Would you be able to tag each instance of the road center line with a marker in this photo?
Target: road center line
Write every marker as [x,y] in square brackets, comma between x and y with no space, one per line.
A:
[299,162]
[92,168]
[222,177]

* * * * *

#### Do this:
Rescale the listing above by reproducing every line, requests included, with each x and y coordinate in the answers multiplied by 0.8. Round each result to the nearest whole number, with halves going up.

#### Output for this exercise:
Would you be able to tag each instance of the road center line with a marker in this photo?
Target: road center line
Write every marker as [x,y] in square brackets, comma between x and y with no space, one per line.
A:
[239,130]
[74,134]
[178,142]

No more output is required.